### WHAT TO PRODUCE
Take from the listing each line that has the string "clicks".

### STORED DATA
******
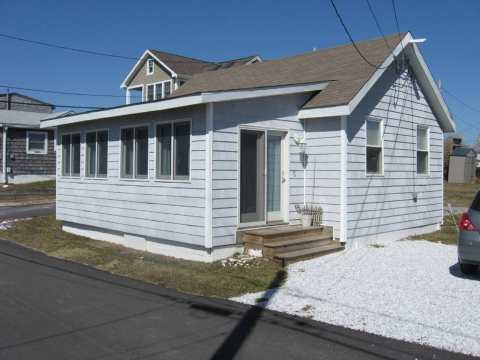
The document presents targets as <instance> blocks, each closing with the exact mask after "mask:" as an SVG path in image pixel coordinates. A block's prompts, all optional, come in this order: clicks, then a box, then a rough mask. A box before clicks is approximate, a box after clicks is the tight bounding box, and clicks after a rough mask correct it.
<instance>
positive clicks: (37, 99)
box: [0, 92, 55, 110]
mask: <svg viewBox="0 0 480 360" xmlns="http://www.w3.org/2000/svg"><path fill="white" fill-rule="evenodd" d="M7 95H9V96H11V97H13V96H18V97H21V98H24V99H28V100H30V101H31V103H26V104H24V105H37V104H40V105H45V106H46V107H50V108H51V109H52V110H53V109H55V105H52V104H50V103H47V102H45V101H42V100H38V99H36V98H33V97H31V96H27V95H23V94H20V93H17V92H9V93H0V98H1V97H5V98H6V97H7ZM2 101H4V100H3V99H2Z"/></svg>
******
### RESPONSE
The document presents targets as <instance> blocks, each closing with the exact mask after "mask:" as an SVG path in image pixel coordinates. A block's prompts, all optional, come in this order: clicks, then a box, then a rough mask. A box before clicks is approximate, a box after clicks is the tight bounding box, and clicks after a rough mask correct it.
positive clicks: (37, 99)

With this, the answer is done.